**抜き出した文章**
****

カルダモンとはどんな植物?
カルダモンの原産地は?
カルダモンとは、学名をElettaria cardamomumと言い、ショウガ科の多年草の植物で、原産地はインドやスリランカ、マレーシアあたりだといわれています。
ショウガの仲間
ショウガの仲間なので、地下茎は太く育ち、細長い笹のような葉を持ち、環境が良いと草丈2~3メートルまで成長します。自生地は標高500m以上の高地で半日陰、雨や霧が多く湿潤な気候のところです。なお、利用する部分は未成熟な種子で、地下茎は通常使用しないとのことです。
主にスパイスとして知られる
スパイスとして、多くの効能がある薬として、世界中で愛されている
カルダモンは、日本では植物としてよりも、スパイスとして有名です。爽やかで少し樟脳を思わせつつもフルーティーな香りは脳をリフレッシュし、集中力を高めるなど、多くの効能を持つことから世界中で愛され、パウダーのものはカレーのスパイスとして使用されています。そのほか、そのままのものはチャイやコーヒーに入れたり料理に使用したり、多くの摂取方法が編み出されています。
カルダモンの栽培方法は?

****

**項目の一覧**
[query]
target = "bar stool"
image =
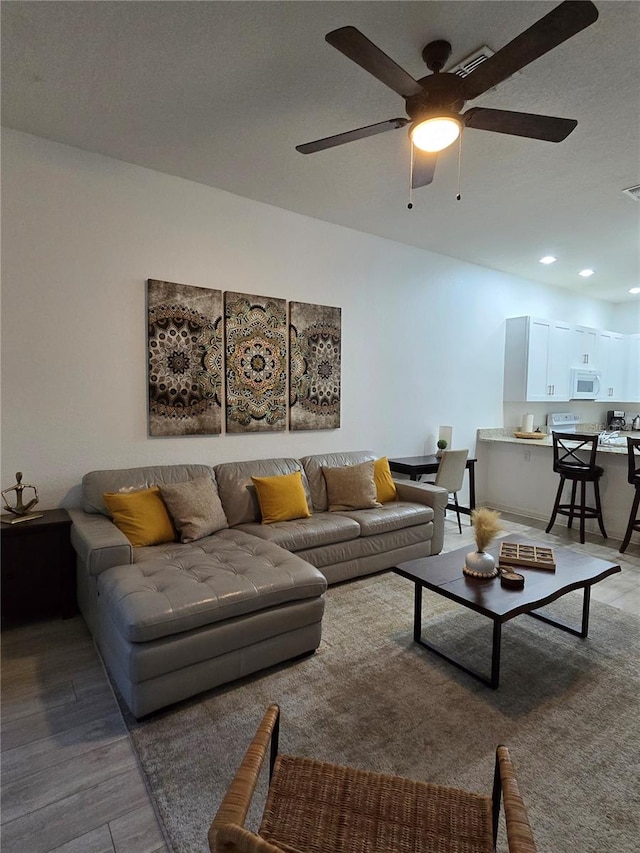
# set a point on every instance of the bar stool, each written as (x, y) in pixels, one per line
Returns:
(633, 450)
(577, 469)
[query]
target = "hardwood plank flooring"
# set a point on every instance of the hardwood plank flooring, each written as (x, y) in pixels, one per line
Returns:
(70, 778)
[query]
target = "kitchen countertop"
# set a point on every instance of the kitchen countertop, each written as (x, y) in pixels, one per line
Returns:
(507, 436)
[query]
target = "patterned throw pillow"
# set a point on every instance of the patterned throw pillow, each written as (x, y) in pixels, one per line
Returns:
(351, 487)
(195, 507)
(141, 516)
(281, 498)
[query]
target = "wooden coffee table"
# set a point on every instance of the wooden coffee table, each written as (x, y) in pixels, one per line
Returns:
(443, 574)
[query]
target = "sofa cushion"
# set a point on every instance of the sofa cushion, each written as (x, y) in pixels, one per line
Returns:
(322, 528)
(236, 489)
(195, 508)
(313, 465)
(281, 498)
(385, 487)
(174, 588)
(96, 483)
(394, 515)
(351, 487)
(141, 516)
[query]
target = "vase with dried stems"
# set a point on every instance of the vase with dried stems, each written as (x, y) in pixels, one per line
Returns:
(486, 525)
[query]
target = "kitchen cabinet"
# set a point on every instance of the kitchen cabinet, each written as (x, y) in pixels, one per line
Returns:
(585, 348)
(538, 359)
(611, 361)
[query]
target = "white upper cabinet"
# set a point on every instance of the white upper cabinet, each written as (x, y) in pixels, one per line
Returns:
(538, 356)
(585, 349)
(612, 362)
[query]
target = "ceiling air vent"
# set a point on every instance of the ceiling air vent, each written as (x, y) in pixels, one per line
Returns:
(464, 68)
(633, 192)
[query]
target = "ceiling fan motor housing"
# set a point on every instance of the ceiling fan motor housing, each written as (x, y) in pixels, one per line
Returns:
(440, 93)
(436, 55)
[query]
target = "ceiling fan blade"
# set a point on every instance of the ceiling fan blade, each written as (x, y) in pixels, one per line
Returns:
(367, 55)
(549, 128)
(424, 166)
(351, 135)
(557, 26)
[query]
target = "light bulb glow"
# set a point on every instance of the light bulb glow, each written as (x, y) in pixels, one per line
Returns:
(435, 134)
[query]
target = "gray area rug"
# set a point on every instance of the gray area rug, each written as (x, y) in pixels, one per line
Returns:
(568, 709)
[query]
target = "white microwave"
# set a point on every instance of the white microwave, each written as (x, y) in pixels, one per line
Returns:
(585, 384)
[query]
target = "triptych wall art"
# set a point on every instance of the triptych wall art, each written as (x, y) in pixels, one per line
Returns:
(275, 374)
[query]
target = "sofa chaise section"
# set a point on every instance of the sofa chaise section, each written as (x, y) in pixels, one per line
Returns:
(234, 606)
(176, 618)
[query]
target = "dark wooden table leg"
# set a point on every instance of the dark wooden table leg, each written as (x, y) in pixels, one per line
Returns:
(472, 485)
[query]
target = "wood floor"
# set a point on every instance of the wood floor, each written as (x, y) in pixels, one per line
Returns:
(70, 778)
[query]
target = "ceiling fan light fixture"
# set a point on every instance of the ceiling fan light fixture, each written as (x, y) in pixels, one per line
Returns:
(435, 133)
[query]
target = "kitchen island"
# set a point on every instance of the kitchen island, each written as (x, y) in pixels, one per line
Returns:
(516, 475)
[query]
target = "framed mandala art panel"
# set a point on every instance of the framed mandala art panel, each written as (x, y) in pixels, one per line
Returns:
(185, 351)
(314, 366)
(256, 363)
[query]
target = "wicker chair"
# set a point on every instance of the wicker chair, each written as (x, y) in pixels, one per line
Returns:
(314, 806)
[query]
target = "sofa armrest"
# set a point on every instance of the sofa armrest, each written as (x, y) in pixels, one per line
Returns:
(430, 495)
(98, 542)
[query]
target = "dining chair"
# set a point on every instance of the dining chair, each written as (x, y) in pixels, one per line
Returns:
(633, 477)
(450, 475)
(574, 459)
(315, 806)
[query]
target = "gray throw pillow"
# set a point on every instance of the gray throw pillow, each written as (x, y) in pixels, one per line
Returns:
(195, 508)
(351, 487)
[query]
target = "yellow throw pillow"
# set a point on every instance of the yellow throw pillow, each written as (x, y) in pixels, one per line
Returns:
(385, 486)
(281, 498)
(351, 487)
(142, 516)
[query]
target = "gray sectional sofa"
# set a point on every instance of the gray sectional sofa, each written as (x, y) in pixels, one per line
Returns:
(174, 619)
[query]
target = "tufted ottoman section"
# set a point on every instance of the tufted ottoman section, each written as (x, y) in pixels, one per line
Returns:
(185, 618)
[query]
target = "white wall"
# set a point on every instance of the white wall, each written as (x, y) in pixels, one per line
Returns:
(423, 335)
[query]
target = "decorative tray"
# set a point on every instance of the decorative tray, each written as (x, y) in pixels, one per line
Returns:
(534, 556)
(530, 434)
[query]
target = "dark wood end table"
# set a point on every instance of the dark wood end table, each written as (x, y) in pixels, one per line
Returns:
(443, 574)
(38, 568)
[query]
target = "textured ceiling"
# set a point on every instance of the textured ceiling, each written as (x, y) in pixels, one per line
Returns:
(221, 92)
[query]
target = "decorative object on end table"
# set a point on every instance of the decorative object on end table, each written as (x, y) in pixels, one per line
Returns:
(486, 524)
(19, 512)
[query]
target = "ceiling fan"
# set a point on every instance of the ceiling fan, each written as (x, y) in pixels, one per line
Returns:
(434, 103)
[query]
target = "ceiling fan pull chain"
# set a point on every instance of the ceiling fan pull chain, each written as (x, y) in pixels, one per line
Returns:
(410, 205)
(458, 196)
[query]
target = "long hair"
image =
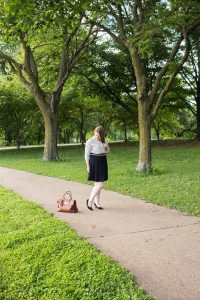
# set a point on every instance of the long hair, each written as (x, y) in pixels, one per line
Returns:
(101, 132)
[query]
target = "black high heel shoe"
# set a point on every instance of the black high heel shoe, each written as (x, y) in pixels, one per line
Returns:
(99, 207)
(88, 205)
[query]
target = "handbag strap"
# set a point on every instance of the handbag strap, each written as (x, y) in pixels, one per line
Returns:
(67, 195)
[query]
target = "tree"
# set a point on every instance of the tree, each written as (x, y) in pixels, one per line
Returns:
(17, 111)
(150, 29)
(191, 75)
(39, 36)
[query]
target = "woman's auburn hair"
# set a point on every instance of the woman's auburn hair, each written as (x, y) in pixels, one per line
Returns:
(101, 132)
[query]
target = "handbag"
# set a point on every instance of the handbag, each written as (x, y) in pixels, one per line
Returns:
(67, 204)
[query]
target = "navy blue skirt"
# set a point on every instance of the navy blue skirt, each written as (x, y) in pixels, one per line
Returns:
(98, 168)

****

**作業の内容**
カルダモンについての文章を、最初から最後まで一字も変えずに書き写してください。 答えるときは、上の文章だけを使ってください。

**作業の答え**
カルダモンとはどんな植物?
カルダモンの原産地は?
カルダモンとは、学名をElettaria cardamomumと言い、ショウガ科の多年草の植物で、原産地はインドやスリランカ、マレーシアあたりだといわれています。
ショウガの仲間
ショウガの仲間なので、地下茎は太く育ち、細長い笹のような葉を持ち、環境が良いと草丈2~3メートルまで成長します。自生地は標高500m以上の高地で半日陰、雨や霧が多く湿潤な気候のところです。なお、利用する部分は未成熟な種子で、地下茎は通常使用しないとのことです。
主にスパイスとして知られる
スパイスとして、多くの効能がある薬として、世界中で愛されている
カルダモンは、日本では植物としてよりも、スパイスとして有名です。爽やかで少し樟脳を思わせつつもフルーティーな香りは脳をリフレッシュし、集中力を高めるなど、多くの効能を持つことから世界中で愛され、パウダーのものはカレーのスパイスとして使用されています。そのほか、そのままのものはチャイやコーヒーに入れたり料理に使用したり、多くの摂取方法が編み出されています。
カルダモンの栽培方法は?